Whoever said blue and green should never be seen? The Budapest Café is inspired by Director Wes Anderson’s distinctive visual style and Melbourne’s signature café culture.

Every interior designer on the planet is talking about creative cross-pollination – AKA borrowing from outside the industry. But while many are talking about it – few are doing it well. Creatively integrating aspects of an outside source into interior design requires great design intelligence, foresight and finesse.

Belonging to this select few is Melbourne-based design studio Biasol. The office’s most recent project, The Budapest Café, is a whimsical hospitality project in China’s Chengdu providence. The film-inspired design was guided by the unmistakably nostalgic, nuanced cinematic style of the art-house director, Wes Anderson.

The Budapest Café is designed to feel feminine and fun, while subtly layering elevations and surprising design features to encourage customers to explore and physically engage with the space. The concept, colours and details continue through the branding, which is integrated into the design of the café.

Biasol founder and principal, Jean-Pierre Biasol explains: “Our design draws on Anderson’s meticulous, memorable and magical worlds to create an inviting destination with whimsical character and international appeal. Much like Anderson’s mythical The Grand Budapest Hotel (2014), The Budapest Café is designed to offer an experience that detaches patrons from the hustle and bustle of everyday life.”

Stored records
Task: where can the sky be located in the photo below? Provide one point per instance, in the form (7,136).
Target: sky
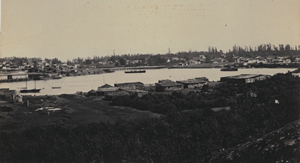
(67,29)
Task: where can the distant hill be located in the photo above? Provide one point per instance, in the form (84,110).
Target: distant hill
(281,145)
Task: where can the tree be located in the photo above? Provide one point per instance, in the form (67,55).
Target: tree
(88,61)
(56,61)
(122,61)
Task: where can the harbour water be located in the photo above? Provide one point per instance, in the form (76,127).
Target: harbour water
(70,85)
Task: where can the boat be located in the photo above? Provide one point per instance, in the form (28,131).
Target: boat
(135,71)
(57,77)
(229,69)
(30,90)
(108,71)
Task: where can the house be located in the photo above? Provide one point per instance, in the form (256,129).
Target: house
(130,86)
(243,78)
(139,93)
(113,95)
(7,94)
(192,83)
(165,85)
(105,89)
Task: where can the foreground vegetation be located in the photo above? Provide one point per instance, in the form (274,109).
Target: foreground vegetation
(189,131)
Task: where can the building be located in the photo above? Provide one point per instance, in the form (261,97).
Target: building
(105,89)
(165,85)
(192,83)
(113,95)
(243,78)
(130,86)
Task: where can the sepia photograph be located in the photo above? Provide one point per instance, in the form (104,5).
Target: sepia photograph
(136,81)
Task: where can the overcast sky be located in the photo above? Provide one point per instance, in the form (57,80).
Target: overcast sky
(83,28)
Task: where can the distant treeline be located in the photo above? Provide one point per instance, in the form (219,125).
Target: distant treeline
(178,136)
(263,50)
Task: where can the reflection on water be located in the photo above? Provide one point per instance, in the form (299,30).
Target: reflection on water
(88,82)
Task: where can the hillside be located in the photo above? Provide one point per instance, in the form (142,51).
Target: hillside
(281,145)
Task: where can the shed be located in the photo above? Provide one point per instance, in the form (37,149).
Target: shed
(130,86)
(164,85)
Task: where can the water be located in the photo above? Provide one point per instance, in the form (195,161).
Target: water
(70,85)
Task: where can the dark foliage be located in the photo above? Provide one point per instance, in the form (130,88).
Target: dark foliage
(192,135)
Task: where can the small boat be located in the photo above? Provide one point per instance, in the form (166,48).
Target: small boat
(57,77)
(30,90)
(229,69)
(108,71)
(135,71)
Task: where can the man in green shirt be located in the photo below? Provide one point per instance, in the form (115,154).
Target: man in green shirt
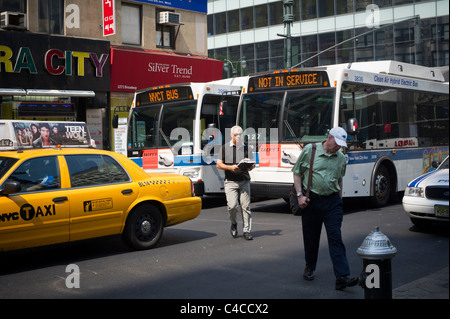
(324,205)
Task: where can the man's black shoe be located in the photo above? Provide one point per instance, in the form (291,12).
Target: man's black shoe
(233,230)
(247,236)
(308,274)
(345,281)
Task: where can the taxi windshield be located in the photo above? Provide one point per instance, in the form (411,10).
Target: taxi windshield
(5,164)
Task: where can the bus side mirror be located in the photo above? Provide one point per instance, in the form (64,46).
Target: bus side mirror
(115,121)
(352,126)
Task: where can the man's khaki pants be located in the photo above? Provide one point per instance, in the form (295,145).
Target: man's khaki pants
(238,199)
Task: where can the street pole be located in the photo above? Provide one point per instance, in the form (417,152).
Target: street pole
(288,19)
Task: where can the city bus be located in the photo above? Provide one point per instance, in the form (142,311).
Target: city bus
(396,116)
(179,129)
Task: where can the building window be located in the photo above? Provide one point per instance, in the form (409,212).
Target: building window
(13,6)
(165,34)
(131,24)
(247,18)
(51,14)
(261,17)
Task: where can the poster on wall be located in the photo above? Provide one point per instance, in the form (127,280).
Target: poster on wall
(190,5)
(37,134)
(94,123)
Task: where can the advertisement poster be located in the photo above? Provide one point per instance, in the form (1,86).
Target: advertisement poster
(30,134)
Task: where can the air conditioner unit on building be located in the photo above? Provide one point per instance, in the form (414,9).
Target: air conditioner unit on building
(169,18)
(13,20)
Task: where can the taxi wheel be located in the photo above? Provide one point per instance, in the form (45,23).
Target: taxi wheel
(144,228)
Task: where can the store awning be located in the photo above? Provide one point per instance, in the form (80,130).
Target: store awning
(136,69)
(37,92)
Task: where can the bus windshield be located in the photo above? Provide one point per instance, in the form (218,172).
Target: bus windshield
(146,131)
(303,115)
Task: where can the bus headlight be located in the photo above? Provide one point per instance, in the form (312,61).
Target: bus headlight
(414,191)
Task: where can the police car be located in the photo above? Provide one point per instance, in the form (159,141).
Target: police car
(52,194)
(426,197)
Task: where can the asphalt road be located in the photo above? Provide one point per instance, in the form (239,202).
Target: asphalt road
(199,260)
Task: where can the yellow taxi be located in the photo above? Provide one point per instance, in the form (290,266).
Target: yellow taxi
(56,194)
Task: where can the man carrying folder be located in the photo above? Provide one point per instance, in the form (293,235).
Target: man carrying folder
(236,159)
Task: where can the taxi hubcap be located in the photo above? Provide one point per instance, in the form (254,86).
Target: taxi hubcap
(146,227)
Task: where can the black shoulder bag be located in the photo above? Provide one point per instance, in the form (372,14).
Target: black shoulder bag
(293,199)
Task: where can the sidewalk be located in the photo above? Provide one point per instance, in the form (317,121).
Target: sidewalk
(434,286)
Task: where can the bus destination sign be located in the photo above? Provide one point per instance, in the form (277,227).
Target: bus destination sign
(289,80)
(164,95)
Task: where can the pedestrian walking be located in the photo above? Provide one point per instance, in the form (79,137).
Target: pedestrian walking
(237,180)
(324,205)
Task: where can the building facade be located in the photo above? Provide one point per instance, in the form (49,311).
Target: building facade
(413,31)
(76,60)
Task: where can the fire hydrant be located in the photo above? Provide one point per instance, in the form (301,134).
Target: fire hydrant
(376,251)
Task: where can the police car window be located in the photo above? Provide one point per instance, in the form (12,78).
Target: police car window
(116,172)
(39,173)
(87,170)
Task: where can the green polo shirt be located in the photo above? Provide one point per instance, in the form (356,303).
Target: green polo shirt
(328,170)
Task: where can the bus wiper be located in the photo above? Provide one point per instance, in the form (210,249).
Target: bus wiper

- What you should do
Extend the piece about The Budapest Café, starting after its final sentence.

- Answer area
The client specifically engaged an Australian design practice to create an international hospitality experience and requested a space that would appeal to the social media savvy guests.

“We began by understanding Anderson’s style,” says Jean-Pierre, “his symmetrical, precise and quirky set designs; vivid and nostalgic colour palettes; and the sentiment that infuses his films. He tends towards one-point perspectives and peering down from above; gives attention to the edges of a set as much as the middle; and frames stories with proscenium arches. Our modern, minimalist and refreshing interpretation is defined by design, materiality and brand.”

Biasol's Budapest Café


This interpretation is sewn into every encounter with the space. The building façade for example, projects a sense of grandeur with an arch framing the entrance and welcoming patrons to The Budapest Café.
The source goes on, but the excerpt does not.